[What this task involves]: The required result is every line of the records that includes "Highlight".
Top of Information shown
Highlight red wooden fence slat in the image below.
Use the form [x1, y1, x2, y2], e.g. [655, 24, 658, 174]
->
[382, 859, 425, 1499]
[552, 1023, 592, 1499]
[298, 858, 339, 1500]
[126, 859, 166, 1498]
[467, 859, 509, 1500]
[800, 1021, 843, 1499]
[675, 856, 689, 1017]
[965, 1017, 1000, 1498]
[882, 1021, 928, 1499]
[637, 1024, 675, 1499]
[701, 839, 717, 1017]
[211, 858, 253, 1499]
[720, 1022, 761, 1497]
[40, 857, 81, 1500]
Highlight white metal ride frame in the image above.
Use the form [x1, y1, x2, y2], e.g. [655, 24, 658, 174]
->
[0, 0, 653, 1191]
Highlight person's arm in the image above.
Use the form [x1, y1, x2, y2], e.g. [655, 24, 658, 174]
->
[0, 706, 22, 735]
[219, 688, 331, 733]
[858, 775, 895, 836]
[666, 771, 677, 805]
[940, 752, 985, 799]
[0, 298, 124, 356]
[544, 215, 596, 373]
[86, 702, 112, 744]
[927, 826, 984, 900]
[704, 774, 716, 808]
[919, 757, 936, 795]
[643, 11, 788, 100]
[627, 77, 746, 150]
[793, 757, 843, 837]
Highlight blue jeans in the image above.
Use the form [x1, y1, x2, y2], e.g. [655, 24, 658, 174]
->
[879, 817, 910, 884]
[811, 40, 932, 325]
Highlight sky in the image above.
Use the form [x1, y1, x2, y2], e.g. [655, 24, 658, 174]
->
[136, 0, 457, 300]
Bottom of Information shown
[Answer for this exercise]:
Highlight red wooden fence slat in the image below.
Highlight white metal ride frame in the image above.
Highlight person's arm in the image above.
Highlight blue jeans in the image above.
Highlight sky in the image above.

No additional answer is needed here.